**PROBLEMS TO WORK ON:**
- 1) Transcribe the passage on magnetically actuated contact springs between "The springs consist" and "around the tube.", inclusive.
- 2) Resume the passage on magnetically actuated contact springs, writing on from the point where it stops.

--- start READING TEXT ---

The springs consist of magnetic material, usually iron, with a low coercive force and high permeability and they are actuated by a winding arranged around the tube which, when supplied with current, produces magnetization of both springs by means of a magnetic flux which is usually switched on outside the tube by a yoke of magnetic material with low coercive force and high permeability passing between the ends of the tubes and located outside the winding arranged around the tube.

When the winding is supplied with current a magnetic flux will be set up through the springs principally in the lengthwise direction of the tube and the two springs will then be drawn towards each other and close the contacts, so that a circuit, in which the contact springs with pertaining contact elements are included, will likewise be made. By arranging a contact element on one spring located on a part on the other side of the opposing spring, a breaking of a circuit can be produced when the winding is supplied with current. By forming at least parts of the springs of permanently magnetic material and arranging these parts on the respective springs so that they will be brought very close to each other at the movement of the springs towards each other when the winding is supplied with current, it is possible to obtain a closure of the contacts that will remain even after the current feed to the winding has ceased. In such a case breaking is obtained by passing a current of short duration through the winding in the opposite direction.

--- end READING TEXT ---
--- start RAW DATA ---

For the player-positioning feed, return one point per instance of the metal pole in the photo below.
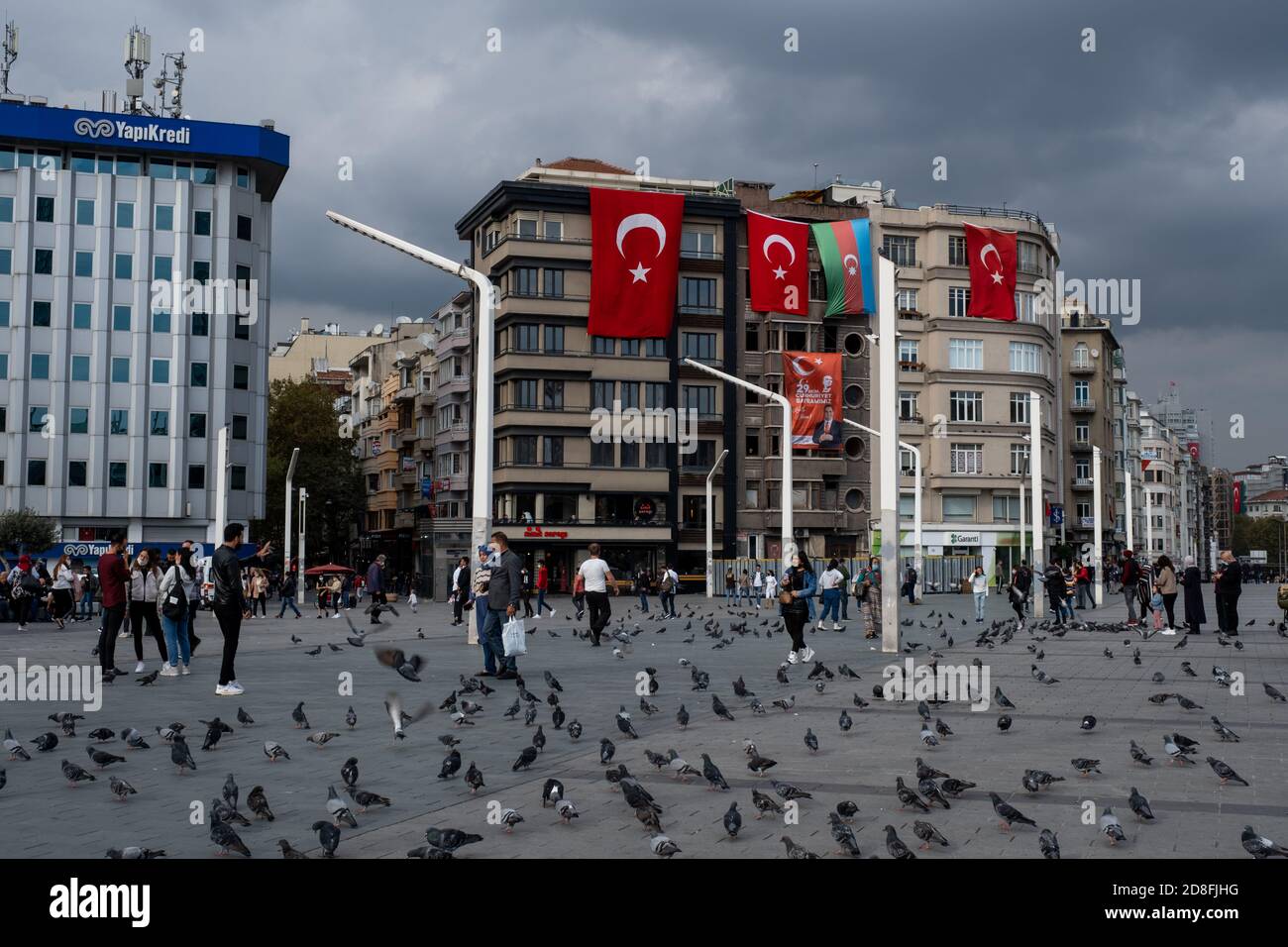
(290, 497)
(889, 466)
(789, 545)
(1035, 487)
(481, 501)
(711, 528)
(915, 496)
(1099, 587)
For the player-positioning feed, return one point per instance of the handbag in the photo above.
(513, 638)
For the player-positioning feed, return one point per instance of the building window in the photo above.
(966, 355)
(1019, 407)
(958, 509)
(958, 300)
(966, 459)
(956, 250)
(697, 292)
(1019, 460)
(966, 406)
(901, 250)
(1026, 357)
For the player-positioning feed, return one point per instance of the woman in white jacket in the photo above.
(174, 591)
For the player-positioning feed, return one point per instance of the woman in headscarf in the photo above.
(1193, 583)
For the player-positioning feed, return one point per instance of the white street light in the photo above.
(286, 532)
(481, 499)
(789, 547)
(711, 528)
(1096, 564)
(915, 496)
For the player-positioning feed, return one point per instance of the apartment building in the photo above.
(831, 502)
(557, 487)
(1093, 379)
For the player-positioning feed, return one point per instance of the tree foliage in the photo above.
(301, 414)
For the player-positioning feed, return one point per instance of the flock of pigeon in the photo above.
(475, 702)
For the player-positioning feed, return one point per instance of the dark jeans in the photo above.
(496, 617)
(143, 615)
(599, 612)
(112, 618)
(230, 625)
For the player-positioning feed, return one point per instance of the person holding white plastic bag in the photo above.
(502, 599)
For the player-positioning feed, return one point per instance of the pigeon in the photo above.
(1261, 847)
(226, 838)
(338, 809)
(712, 775)
(258, 802)
(329, 836)
(1225, 772)
(894, 847)
(1111, 827)
(927, 834)
(1009, 814)
(1140, 805)
(1047, 844)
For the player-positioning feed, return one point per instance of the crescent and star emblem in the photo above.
(778, 239)
(634, 222)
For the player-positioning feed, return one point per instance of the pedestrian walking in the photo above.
(596, 577)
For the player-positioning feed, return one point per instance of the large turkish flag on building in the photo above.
(991, 256)
(778, 260)
(634, 263)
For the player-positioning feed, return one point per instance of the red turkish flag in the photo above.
(991, 256)
(635, 262)
(778, 260)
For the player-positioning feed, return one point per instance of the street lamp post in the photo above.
(481, 497)
(787, 541)
(1096, 565)
(290, 504)
(711, 528)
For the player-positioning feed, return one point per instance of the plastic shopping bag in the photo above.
(513, 638)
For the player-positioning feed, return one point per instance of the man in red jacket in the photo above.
(114, 577)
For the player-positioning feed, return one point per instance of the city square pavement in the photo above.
(1196, 814)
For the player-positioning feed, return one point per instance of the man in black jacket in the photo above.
(502, 599)
(228, 604)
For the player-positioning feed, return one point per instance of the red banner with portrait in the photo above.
(811, 382)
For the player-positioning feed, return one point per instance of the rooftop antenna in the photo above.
(170, 85)
(11, 53)
(138, 56)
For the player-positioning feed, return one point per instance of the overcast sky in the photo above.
(1126, 150)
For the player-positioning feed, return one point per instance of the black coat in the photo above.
(1193, 583)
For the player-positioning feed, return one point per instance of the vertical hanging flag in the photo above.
(778, 260)
(991, 256)
(811, 381)
(845, 248)
(635, 263)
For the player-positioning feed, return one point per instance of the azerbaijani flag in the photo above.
(845, 248)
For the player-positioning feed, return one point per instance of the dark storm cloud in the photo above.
(1126, 150)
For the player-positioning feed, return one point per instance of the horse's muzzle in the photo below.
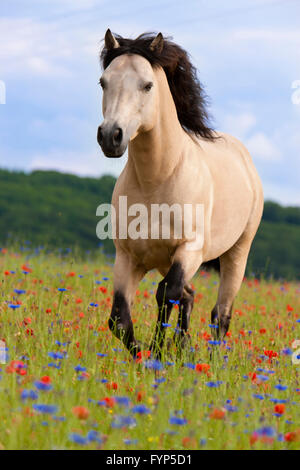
(111, 141)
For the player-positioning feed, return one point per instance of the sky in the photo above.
(247, 55)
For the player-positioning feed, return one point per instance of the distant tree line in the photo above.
(56, 210)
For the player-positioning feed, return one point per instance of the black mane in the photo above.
(188, 94)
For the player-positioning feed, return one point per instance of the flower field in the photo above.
(67, 383)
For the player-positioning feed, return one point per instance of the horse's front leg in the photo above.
(171, 290)
(126, 278)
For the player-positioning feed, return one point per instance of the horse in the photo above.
(154, 104)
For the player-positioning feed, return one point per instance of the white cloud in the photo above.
(261, 147)
(92, 163)
(239, 125)
(282, 193)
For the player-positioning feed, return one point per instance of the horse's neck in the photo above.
(153, 155)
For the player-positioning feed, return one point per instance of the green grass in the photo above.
(31, 334)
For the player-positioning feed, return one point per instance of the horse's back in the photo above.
(237, 192)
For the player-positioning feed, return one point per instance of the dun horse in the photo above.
(154, 104)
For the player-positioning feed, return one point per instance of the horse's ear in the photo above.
(110, 40)
(158, 43)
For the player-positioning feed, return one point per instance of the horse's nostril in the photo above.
(117, 136)
(100, 135)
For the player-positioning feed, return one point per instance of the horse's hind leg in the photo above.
(126, 278)
(232, 270)
(181, 336)
(169, 291)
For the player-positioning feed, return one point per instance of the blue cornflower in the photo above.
(263, 378)
(129, 442)
(214, 384)
(153, 364)
(140, 409)
(280, 387)
(79, 368)
(260, 397)
(93, 436)
(177, 421)
(56, 355)
(78, 439)
(43, 386)
(123, 422)
(29, 394)
(124, 401)
(56, 366)
(45, 408)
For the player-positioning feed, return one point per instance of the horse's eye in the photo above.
(148, 86)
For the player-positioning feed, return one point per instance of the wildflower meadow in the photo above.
(67, 383)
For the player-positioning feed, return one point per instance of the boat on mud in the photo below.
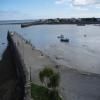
(64, 40)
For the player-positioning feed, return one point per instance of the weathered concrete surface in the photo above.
(7, 77)
(74, 85)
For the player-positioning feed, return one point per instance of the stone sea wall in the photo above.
(23, 78)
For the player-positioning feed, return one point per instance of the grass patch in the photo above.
(43, 93)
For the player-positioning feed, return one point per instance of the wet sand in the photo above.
(74, 84)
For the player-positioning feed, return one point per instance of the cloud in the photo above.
(79, 2)
(84, 2)
(12, 15)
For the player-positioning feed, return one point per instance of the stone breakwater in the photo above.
(23, 80)
(74, 85)
(28, 62)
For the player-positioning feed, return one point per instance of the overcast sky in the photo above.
(36, 9)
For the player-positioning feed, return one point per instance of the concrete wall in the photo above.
(23, 81)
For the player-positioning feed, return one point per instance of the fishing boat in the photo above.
(61, 36)
(64, 40)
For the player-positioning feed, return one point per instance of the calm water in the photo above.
(80, 53)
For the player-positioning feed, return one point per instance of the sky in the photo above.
(38, 9)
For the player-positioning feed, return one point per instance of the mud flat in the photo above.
(74, 85)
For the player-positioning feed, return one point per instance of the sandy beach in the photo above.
(74, 84)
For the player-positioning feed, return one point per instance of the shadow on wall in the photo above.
(8, 78)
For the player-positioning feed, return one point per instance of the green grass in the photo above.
(41, 93)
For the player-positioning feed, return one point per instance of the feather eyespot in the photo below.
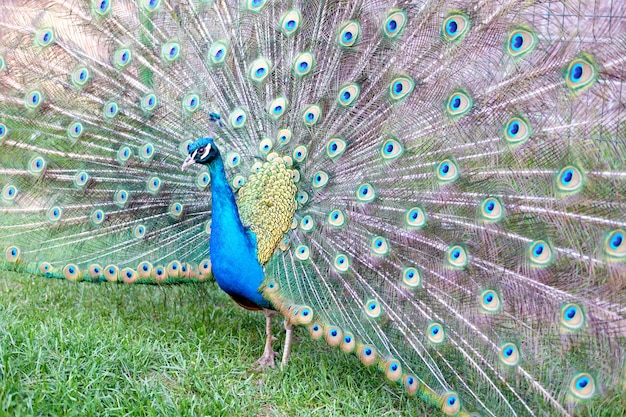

--- end RAW DATA ---

**OUTPUTS:**
- 1)
The springs consist of magnetic material, usually iron, with a low coercive force and high permeability and they are actuated by a winding arranged around the tube which, when supplied with current, produces magnetization of both springs by means of a magnetic flux which is usually switched on outside the tube by a yoke of magnetic material with low coercive force and high permeability passing between the ends of the tubes and located outside the winding arranged around the tube.

- 2)
As reed relays of various types are already well known to specialists in this field, it has been considered that the preceding account will be sufficient to obtain the background to the present invention.

As already stated, it is generally necessary for the said reed relays that the springs are magnetic. Springs of iron have been used for this, but it has been difficult to obtain a suitable compromise between magnetic properties and elastic properties etc. Springs of phosphor bronze with a layer of magnetic material mounted have also been used. Those have presented troublesome production problems and even difficulties as regards the magnetic properties of the said contact carriers in the form of springs made up of different materials.

SUMMARY OF THE INVENTION

Through the present invention a contact carrier has been obtained in which a very clear boundary has been established between the mechanical and electrical properties of the carrier on the one hand and the magnetic properties on the other hand.

The basis for this has been the use of a material for the contact carrier with the mechanical and electrical properties necessary in each individual case and on this material applying a layer of principally pure iron by an electrolytic plating process. It appears that this plating of iron, due to the high degree of purity that the iron will then exhibit, has a very high permeability and very low coercive force and will therefore in a very favourable way meet the requirements placed on magnetic material intended for use in reed relays and similar.

BRIEF DESCRIPTION OF THE DRAWINGS

In order for the invention to be better understood, expedient embodiments of the same will be described in the following in connection with the accompanying drawings.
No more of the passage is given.